━━━ Entries shown

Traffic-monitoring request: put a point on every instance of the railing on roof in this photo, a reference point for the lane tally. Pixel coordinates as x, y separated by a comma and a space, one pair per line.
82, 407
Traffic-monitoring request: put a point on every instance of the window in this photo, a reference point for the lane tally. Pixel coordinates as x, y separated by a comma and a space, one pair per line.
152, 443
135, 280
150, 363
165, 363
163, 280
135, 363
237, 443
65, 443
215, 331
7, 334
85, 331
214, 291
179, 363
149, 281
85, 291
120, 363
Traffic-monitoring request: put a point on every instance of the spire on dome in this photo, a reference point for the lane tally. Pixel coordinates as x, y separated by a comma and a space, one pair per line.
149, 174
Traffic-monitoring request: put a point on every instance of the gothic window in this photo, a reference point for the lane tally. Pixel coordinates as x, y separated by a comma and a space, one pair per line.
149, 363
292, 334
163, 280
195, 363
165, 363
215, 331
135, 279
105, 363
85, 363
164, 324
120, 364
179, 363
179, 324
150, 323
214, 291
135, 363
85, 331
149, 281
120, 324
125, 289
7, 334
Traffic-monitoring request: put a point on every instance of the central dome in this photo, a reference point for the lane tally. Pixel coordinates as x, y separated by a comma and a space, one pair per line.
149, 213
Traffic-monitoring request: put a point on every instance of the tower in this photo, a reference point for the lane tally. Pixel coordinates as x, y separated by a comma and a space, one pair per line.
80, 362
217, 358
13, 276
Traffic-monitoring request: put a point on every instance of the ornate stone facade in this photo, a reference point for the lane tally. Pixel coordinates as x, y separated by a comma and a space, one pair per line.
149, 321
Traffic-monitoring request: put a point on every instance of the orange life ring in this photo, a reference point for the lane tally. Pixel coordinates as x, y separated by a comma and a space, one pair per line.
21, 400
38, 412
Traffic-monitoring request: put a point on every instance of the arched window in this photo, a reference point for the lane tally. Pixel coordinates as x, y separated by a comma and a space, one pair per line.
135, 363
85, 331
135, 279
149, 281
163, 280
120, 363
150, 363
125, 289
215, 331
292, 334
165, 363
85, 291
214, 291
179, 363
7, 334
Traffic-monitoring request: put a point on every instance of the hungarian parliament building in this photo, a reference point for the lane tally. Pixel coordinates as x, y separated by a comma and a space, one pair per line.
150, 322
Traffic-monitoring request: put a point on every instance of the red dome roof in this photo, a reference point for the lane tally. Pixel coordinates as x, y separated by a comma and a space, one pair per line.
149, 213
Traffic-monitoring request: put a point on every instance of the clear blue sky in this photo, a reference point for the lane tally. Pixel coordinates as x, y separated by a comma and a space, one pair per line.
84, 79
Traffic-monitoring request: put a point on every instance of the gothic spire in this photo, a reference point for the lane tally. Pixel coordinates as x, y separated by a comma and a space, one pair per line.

━━━━━━

_What you are asked to do_: Can you reproduce the entire listing above, swapping every "lane tally" for "traffic count" and leaving everything else unchanged?

_Complete answer_:
Traffic-monitoring request: put a point on every instance of the railing on roof in this photo, a reference point for the traffic count. Pixel coordinates as x, y separated by a comma and a space, one pair per line.
82, 407
Traffic-monitoring request: put a point on every instance of the window in this photo, a reference point for the traffic count. Pixel coordinates as x, y separated by a comma and a space, one pair per line.
152, 443
135, 280
150, 363
165, 363
163, 280
135, 363
237, 443
65, 443
215, 331
7, 334
85, 331
214, 291
179, 363
149, 281
85, 291
120, 363
Traffic-monitoring request: put a point on every instance of the spire on dome in this photo, a reference point for the traffic count. Pixel coordinates as x, y separated by a comma and a space, one pair per line.
149, 174
Traffic-monitoring request: put a point on every instance of the gothic window in this photo, a reference point for the traffic count. Pixel coordinates as x, y separated by a comma and a space, one pair per line.
149, 363
292, 334
163, 280
195, 363
165, 363
215, 331
135, 279
105, 363
85, 363
164, 324
120, 364
179, 363
179, 324
150, 323
214, 291
135, 363
85, 331
149, 281
120, 324
125, 289
7, 334
Traffic-monitoring request: put a point on every instance of the central dome in this photo, a reference point for the traffic count. Pixel coordinates as x, y separated by a comma and a space, one pair per line.
149, 213
Traffic-monitoring request: put a point on every instance of the tower in this photo, a reference point for the traffic count. Pixel coordinates as x, y separated by a comma and a space, one pair per line.
80, 362
217, 358
13, 276
Traffic-monitoring request: put a point on every instance of the ornate stone facade in this photo, a reference point for the traffic count. Pixel coordinates as x, y separated by a comma and a space, one pair per line.
149, 321
Traffic-monitoring request: put a point on every instance of the orange life ring in this photo, a reference point for the traffic count. Pixel coordinates as x, y separated by a comma and a space, one pair per line.
21, 400
38, 412
Traffic-monitoring request: put a point on every instance of the arched window in this photo, a reference point for the traffic count. Pixel coordinates as x, y separated by a comma and a space, one pair per line.
135, 363
85, 331
135, 279
149, 281
163, 280
120, 363
150, 363
125, 289
215, 331
292, 334
165, 363
85, 291
214, 291
179, 363
7, 334
Traffic-monitoring request: put a point on every instance of the hungarian parliament building in this photo, a reference point for the traffic count. Pixel coordinates as x, y separated by a comma and a space, one pair per line.
150, 322
Traffic-monitoring request: put a point on every instance of the red dome roof in this photo, a reference point for the traffic count. Pixel coordinates as x, y separated by a comma and a space, one pair per line.
149, 213
Traffic-monitoring request: put a point on every instance of the clear blue sky in this photo, a reference point for the traffic count. Pixel coordinates as x, y separated by a comma and a space, one pair per line.
84, 79
Traffic-monitoring request: put a point on every instance of the gothic spire in this photo, a reference point for the traffic count. Pixel coordinates as x, y separated by a comma and a space, one pair per line.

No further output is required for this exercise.